Please recast the lines, starting with the first one and going on through the line containing "[0,20,105,43]", as a JSON list of strings, with one string per line and blank lines left out.

[START PROVIDED MATERIAL]

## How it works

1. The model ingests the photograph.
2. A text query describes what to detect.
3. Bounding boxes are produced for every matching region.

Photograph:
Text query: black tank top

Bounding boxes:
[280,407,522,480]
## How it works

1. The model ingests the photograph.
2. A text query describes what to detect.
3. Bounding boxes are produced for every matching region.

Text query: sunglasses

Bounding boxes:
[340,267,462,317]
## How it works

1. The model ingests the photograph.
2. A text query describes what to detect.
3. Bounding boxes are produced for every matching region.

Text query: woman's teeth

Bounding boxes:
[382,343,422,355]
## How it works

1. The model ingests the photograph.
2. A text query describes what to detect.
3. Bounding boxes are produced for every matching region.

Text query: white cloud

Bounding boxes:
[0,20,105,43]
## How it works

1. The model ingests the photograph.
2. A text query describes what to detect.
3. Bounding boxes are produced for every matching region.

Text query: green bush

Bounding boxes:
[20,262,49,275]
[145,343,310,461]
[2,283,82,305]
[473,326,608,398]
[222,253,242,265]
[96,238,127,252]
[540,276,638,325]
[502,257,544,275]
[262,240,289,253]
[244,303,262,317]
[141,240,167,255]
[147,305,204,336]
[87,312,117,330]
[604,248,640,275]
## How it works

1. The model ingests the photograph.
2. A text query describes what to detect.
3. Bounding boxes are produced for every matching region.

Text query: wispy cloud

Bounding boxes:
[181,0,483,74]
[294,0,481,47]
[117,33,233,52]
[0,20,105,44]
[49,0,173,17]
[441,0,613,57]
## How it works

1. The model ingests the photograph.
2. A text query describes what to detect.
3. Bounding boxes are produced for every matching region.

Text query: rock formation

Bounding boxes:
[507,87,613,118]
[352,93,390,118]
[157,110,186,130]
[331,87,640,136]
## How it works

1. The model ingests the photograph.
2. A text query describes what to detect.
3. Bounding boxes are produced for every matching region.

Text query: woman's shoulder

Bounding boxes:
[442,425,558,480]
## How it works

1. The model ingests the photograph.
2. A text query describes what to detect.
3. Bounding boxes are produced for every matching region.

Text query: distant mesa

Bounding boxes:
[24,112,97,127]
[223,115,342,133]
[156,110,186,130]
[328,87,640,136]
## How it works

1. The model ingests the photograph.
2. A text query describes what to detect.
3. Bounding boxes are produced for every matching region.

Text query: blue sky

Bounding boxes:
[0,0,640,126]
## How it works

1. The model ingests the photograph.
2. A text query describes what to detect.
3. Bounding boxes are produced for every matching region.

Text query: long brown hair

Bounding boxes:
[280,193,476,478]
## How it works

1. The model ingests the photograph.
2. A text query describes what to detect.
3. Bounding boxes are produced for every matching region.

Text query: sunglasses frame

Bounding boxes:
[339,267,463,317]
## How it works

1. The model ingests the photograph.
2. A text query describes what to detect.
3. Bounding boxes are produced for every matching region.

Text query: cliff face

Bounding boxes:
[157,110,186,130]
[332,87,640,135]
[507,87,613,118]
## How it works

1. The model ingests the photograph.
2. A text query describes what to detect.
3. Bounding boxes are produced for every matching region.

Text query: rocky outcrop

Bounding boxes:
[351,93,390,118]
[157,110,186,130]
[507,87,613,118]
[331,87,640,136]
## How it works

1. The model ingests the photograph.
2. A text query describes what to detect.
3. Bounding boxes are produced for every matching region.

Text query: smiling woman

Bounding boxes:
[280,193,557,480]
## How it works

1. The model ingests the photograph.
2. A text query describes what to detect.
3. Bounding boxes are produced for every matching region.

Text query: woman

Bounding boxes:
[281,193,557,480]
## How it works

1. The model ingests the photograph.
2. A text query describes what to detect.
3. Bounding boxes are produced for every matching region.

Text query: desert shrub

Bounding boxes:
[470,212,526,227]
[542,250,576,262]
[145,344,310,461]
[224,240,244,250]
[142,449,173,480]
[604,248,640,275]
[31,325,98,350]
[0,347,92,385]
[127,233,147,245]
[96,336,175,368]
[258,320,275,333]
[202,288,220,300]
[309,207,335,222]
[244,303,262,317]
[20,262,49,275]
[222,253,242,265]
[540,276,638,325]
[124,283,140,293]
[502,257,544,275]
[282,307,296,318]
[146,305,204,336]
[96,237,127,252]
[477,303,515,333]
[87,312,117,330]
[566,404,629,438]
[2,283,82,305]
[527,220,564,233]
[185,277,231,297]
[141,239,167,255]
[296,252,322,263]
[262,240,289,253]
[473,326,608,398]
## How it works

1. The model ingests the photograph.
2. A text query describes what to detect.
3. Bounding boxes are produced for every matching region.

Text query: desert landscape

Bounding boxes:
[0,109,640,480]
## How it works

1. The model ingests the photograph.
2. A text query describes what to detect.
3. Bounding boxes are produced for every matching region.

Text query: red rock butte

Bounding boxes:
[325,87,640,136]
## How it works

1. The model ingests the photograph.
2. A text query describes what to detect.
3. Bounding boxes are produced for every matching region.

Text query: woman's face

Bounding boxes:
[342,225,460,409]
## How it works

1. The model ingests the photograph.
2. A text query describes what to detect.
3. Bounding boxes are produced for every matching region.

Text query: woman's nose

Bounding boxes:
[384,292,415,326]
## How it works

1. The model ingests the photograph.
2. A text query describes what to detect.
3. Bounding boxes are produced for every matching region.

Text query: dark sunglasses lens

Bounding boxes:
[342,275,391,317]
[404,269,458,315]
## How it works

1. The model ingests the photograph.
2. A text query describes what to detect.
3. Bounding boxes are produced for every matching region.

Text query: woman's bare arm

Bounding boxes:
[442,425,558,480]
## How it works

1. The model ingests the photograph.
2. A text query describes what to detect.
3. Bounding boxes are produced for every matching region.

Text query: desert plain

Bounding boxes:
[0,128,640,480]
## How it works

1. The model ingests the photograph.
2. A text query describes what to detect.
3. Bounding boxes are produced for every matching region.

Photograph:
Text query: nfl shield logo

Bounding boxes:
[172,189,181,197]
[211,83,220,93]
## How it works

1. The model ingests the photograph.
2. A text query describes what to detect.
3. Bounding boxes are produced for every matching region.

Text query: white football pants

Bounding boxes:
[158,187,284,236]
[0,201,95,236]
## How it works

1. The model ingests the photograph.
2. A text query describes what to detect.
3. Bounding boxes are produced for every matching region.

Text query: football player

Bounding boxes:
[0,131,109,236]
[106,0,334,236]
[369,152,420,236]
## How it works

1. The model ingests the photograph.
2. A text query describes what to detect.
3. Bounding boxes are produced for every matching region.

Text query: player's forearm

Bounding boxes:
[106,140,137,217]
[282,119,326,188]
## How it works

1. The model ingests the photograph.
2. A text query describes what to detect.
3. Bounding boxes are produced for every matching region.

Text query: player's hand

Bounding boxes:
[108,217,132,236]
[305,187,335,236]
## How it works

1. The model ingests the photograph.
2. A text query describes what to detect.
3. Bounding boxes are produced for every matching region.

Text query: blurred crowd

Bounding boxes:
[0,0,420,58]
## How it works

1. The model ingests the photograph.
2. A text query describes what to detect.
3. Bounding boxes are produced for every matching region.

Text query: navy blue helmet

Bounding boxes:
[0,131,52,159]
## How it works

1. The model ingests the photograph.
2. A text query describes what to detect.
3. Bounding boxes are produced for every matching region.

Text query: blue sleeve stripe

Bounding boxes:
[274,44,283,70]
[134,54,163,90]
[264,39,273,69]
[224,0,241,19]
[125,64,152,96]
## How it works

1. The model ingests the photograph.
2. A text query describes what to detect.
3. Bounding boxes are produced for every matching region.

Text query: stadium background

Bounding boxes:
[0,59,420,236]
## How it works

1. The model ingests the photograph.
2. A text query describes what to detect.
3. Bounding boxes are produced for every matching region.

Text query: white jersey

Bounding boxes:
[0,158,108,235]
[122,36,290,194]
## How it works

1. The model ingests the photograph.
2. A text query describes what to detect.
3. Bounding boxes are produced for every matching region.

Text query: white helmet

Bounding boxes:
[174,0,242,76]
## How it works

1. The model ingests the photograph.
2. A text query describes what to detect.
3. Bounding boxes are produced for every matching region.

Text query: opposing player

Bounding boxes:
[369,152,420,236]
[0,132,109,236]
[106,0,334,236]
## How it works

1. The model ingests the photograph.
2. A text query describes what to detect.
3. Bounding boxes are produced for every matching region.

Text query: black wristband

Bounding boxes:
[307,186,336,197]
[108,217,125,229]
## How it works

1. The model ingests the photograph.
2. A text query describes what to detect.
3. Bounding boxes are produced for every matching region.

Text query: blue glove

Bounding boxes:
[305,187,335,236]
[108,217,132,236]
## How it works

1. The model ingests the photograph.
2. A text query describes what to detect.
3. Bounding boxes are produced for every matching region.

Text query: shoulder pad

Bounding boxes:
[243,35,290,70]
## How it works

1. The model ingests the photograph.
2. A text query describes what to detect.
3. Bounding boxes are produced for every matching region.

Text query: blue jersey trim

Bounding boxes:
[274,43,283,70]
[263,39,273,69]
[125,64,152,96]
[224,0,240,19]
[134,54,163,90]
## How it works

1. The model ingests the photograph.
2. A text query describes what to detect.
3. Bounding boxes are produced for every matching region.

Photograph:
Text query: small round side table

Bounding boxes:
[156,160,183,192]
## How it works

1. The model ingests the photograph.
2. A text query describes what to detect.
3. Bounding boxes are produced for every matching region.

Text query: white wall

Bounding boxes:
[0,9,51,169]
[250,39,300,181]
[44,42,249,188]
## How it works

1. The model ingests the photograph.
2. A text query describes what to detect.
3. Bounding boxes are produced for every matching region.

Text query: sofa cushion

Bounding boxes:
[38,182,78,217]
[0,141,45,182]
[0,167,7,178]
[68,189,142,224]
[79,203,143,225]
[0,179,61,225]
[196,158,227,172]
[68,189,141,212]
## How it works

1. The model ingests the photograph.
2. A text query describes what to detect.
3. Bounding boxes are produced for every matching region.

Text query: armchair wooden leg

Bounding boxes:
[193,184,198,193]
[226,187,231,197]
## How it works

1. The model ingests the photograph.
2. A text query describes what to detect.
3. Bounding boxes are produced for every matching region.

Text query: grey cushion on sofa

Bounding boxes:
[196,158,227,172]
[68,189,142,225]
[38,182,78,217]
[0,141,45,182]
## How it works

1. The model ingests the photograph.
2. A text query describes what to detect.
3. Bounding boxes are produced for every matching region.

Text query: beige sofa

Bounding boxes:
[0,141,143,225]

[END PROVIDED MATERIAL]

SOLUTION FOR THIS EXERCISE ▸
[
  "## How it works",
  "1. The model ingests the photograph.",
  "2. A text query describes what to detect.",
  "3. Bounding boxes are produced for every matching region.",
  "Photograph:",
  "Text query: black tank top",
  "Bounding boxes:",
  "[280,407,522,480]",
  "## How it works",
  "1. The model ingests the photograph.",
  "2. A text query describes what to detect.",
  "3. Bounding boxes are produced for every matching region.",
  "Text query: sunglasses",
  "Bounding boxes:",
  "[340,267,462,317]",
  "## How it works",
  "1. The model ingests the photograph.",
  "2. A text query describes what to detect.",
  "3. Bounding boxes are produced for every matching region.",
  "Text query: woman's teeth",
  "Bounding boxes:",
  "[382,343,422,355]",
  "## How it works",
  "1. The model ingests the photograph.",
  "2. A text query describes what to detect.",
  "3. Bounding boxes are produced for every matching region.",
  "Text query: white cloud",
  "Bounding boxes:",
  "[0,20,105,43]"
]